§ DATA SECTION
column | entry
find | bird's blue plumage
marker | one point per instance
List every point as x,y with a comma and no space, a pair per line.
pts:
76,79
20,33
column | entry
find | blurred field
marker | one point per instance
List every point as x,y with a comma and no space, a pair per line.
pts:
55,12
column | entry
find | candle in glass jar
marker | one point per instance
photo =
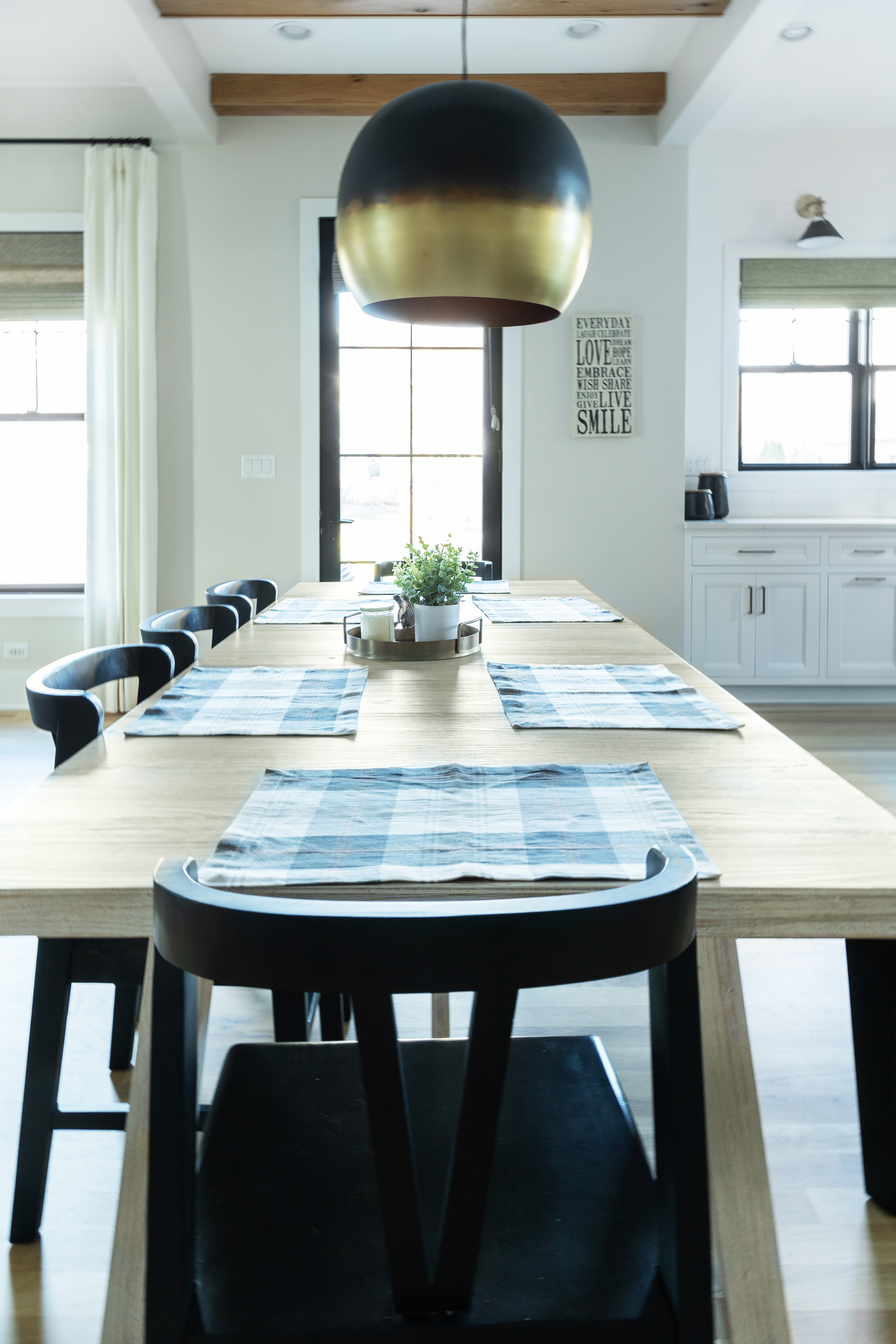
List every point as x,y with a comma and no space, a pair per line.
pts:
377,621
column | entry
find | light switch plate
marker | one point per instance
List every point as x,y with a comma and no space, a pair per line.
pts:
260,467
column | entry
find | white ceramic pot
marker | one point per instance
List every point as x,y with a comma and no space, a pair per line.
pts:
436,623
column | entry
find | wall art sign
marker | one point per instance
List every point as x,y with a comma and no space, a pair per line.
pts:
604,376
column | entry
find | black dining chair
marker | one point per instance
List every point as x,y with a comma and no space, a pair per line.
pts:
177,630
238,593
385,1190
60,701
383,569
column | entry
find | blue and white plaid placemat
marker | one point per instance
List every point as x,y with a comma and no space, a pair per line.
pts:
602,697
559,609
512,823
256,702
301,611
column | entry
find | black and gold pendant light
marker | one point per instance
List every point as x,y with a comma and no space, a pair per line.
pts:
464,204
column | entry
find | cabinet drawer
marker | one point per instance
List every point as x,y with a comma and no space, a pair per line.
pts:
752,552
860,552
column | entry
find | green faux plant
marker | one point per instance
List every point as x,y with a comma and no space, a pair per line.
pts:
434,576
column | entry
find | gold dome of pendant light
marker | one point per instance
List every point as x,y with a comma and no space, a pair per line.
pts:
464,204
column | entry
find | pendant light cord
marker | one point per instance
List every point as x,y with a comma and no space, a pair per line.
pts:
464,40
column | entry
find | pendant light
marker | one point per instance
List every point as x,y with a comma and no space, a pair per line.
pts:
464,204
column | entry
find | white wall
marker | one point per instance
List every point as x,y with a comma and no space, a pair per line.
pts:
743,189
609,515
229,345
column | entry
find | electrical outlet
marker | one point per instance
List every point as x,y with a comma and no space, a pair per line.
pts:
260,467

==

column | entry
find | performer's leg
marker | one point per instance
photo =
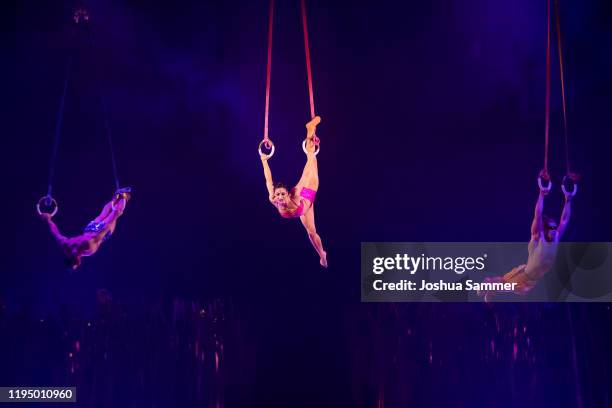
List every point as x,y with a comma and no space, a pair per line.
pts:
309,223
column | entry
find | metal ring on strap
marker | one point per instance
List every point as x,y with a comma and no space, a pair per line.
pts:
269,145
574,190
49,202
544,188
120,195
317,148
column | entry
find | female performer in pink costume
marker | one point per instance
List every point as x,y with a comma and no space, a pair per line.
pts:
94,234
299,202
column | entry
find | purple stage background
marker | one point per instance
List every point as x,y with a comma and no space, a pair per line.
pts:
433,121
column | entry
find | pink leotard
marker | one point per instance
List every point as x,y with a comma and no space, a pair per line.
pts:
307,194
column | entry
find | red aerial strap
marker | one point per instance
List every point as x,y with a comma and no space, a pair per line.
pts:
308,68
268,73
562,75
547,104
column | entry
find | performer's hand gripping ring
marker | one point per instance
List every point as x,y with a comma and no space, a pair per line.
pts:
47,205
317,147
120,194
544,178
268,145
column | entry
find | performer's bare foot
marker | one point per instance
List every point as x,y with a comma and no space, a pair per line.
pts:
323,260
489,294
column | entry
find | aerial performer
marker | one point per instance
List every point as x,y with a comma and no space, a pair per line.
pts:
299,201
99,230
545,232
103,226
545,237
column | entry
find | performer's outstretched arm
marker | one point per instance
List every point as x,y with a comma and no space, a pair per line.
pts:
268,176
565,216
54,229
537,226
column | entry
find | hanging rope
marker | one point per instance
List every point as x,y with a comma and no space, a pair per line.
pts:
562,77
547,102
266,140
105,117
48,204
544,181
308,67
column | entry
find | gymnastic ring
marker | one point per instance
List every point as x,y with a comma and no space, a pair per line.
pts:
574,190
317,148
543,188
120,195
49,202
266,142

§ YOUR ASSIGNMENT
Looking at the records, state how many lines contain "light" and write nothing besides that number.

§ TASK ANSWER
5